◆ Aim ◆
Can you rewrite all the rows below as a two-column CSV with the headers input and output, giving one line per row? Put each row's text and its answer in a quoted field with line breaks turned into spaces, and leave the pictures out.

◆ Data to use ◆
------------------------------------------------

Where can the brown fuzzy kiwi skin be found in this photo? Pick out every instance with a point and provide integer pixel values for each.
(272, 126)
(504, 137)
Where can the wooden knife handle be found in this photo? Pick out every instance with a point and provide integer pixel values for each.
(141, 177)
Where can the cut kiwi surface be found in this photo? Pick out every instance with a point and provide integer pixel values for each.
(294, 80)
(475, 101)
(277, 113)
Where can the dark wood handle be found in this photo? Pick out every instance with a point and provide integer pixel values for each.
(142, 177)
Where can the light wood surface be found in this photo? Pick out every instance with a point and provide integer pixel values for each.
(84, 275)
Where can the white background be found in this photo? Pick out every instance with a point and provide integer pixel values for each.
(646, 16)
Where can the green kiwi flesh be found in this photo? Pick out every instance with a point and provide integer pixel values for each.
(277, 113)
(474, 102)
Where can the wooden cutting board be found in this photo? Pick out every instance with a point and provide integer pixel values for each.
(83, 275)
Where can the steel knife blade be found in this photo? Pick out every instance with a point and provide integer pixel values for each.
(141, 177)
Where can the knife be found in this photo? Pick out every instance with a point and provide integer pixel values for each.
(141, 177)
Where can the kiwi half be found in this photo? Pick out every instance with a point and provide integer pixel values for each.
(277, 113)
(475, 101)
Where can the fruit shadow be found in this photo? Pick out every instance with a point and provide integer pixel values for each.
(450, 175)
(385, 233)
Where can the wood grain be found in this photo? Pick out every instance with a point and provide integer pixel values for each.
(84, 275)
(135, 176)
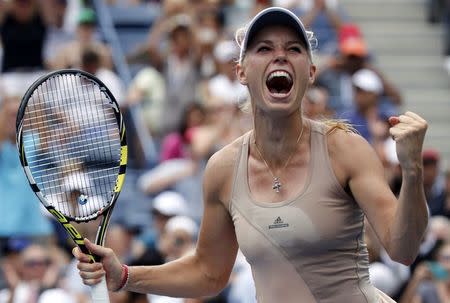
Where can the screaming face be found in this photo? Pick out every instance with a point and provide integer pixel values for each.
(279, 83)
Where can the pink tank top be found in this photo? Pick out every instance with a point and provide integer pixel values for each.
(307, 249)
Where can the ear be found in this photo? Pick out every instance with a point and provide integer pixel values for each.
(241, 74)
(312, 74)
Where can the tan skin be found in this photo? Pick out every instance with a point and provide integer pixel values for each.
(398, 224)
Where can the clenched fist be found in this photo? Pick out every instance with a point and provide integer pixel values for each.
(408, 131)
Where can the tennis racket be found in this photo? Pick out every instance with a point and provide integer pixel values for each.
(72, 146)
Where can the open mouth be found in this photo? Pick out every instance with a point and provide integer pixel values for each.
(279, 83)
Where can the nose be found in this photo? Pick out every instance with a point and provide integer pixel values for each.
(280, 55)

------------------------------------------------

◆ Answer to this problem ◆
input,output
"Where can the brown fuzzy kiwi skin be found in this photo? Pick out every instance with a point and provide integer pixel values for each.","(272, 126) (504, 137)"
"Where can the wooden knife handle be found in this photo? Pick out every instance with a point and provide integer pixel values for each.","(141, 177)"
"Where can the cut kiwi surface be found in this photo? Pick out every instance with a point and provide integer pixel values for each.","(294, 80) (475, 101) (277, 113)"
"Where can the dark wood handle be found in this photo? Pick out every instance with a point and provide integer pixel values for each.","(142, 177)"
"Where can the light wood surface be found in this photo? Pick out every instance with a point and provide integer pixel values for each.","(84, 275)"
"Where can the white background be found in this photo? Pick out every instance with a point and provide integer pixel values for each.","(646, 16)"
"Where can the green kiwi flesh be found in this photo? Pick out every instance with a point and provide integer pixel values for each.","(277, 113) (474, 102)"
"Where can the wooden cutting board be found in this photo? Pick out every instance with a point and provide integer pixel values for each.","(83, 275)"
"Where can the steel knife blade be found in this photo? Pick out every instance with a point and provide integer pixel values for each.","(141, 177)"
"Where can the knife be found in this photo? Pick out every instance with a point and provide integer pixel values for each.","(141, 177)"
"Where can the kiwi half be found in this photo? Pick out every instance with a point and provide integer pixel values for each.","(277, 113) (475, 101)"
"Where can the fruit shadow be found in this photo? Pick out every instance with a point and provide integer pixel values for each.","(450, 175) (385, 233)"
"Where can the wood grain be found in this photo? Pick out every instance with a point and provide integer pixel values for each.","(84, 275) (135, 176)"
"Where can the screaming face be found in this photo? Pick out every instance with a point and provide integer pixel values for each.","(279, 83)"
"Where can the pink tank top be found in this photo? Pick out every instance with a point and provide integer pixel values for each.","(307, 249)"
"Where can the ear be found in this photo? Pick out every instance with a point and provide integer pixel values for each.","(241, 74) (312, 74)"
"Where can the tan skin be found in this photo? Pick out every instance with a point and provide integer pixel values for each.","(398, 224)"
"Where can the clenched fist be found in this photo? Pick out every instance with a point and provide integer pixel values for each.","(408, 131)"
"Where can the tennis racket be found in this photo? Pick out every instance with a point and provide integer pixel values for each.","(72, 146)"
"Where can the open mouth be found in this photo? Pick out every instance with a point and provide integer pixel values for each.","(279, 83)"
"Where can the nose be found in this photo? Pick out every instance with a point and provide integer pixel values for each.","(280, 55)"